#### WORK REQUIRED
Whenever the word "instance" appears on a line of the material below, that line is counted; state the total alone.

#### GIVEN INFORMATION
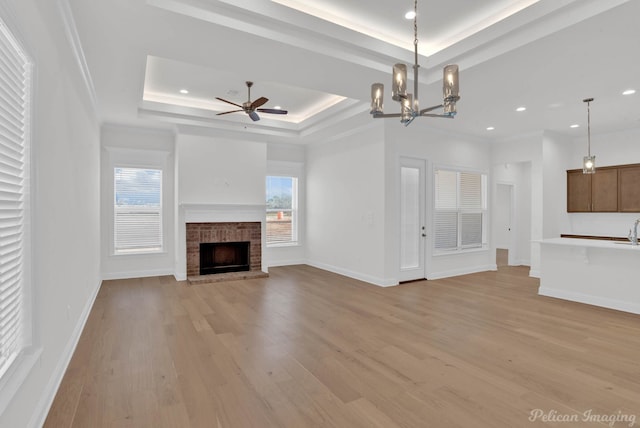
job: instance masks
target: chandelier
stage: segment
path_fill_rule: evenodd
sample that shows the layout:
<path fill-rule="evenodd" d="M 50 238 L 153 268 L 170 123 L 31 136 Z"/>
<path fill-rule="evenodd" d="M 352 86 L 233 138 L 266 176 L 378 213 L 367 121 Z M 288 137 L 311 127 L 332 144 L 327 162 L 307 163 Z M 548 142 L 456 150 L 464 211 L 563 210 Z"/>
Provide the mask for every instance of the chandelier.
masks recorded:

#### REPLY
2